§ DATA FOR PROCESSING:
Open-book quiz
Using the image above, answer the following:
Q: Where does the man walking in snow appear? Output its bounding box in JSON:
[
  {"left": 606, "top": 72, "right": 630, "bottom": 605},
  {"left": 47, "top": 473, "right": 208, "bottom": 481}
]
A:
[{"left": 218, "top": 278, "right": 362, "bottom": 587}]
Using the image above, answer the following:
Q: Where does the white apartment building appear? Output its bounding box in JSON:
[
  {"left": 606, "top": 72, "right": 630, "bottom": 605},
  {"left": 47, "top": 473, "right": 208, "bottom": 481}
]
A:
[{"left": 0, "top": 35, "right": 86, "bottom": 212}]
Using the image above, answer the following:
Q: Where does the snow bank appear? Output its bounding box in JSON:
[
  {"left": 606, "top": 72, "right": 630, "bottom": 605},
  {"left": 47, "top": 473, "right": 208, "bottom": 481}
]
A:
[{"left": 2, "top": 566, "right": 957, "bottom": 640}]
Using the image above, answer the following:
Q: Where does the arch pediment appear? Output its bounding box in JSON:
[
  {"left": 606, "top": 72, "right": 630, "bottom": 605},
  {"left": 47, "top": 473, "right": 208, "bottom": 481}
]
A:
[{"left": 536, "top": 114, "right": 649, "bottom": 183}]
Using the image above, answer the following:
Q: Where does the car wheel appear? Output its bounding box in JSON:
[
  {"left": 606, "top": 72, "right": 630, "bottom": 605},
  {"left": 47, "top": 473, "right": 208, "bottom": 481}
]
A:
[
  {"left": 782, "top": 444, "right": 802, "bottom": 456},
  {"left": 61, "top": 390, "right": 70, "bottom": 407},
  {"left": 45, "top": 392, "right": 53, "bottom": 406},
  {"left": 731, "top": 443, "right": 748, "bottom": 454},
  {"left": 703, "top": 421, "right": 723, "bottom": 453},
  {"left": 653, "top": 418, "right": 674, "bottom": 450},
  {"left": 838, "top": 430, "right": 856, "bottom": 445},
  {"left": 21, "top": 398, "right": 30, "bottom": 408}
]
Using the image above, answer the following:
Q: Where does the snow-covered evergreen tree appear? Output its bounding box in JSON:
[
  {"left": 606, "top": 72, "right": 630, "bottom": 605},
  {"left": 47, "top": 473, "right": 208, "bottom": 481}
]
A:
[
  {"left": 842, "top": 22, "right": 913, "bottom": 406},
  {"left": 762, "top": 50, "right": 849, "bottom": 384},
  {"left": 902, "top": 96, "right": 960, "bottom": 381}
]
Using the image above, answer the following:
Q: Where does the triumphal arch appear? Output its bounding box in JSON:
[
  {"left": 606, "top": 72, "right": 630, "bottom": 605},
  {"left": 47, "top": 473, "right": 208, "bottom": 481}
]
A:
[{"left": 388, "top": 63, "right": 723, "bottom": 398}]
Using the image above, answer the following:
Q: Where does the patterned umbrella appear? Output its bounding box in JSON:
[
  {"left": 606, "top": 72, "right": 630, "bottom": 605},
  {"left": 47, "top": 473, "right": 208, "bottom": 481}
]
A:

§ WHAT THE EXERCISE ASKS:
Scan the material for "snow" and copy the lines that hold it.

§ OUTPUT FOR THIS TASK:
Q: Where does the man walking in snow appear? Output its bounding box in JSON:
Q: Where does the snow bank appear? Output its bounding box in JSON:
Q: Where does the snow-covered evergreen tree appear? Output its bounding box in JSON:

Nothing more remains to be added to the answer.